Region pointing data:
╔══
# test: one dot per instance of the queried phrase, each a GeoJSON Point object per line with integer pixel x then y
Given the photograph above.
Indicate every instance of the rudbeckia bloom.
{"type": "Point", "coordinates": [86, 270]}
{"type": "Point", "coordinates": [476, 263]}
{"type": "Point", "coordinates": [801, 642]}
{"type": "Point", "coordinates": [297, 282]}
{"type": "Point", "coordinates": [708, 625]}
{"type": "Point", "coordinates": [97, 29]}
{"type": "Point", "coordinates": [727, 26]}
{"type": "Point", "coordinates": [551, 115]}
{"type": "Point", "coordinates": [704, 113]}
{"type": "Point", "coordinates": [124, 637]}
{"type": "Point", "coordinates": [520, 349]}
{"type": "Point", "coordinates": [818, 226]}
╚══
Copy out all of the data. Keep every word unchanged.

# test: one dot per instance of the queried phrase, each a GeoJSON Point object per line with integer pixel x then y
Given the photograph above.
Indicate every instance of the rudbeckia bloom.
{"type": "Point", "coordinates": [86, 270]}
{"type": "Point", "coordinates": [476, 263]}
{"type": "Point", "coordinates": [801, 642]}
{"type": "Point", "coordinates": [297, 282]}
{"type": "Point", "coordinates": [708, 625]}
{"type": "Point", "coordinates": [97, 29]}
{"type": "Point", "coordinates": [727, 26]}
{"type": "Point", "coordinates": [551, 115]}
{"type": "Point", "coordinates": [704, 113]}
{"type": "Point", "coordinates": [124, 637]}
{"type": "Point", "coordinates": [520, 349]}
{"type": "Point", "coordinates": [818, 226]}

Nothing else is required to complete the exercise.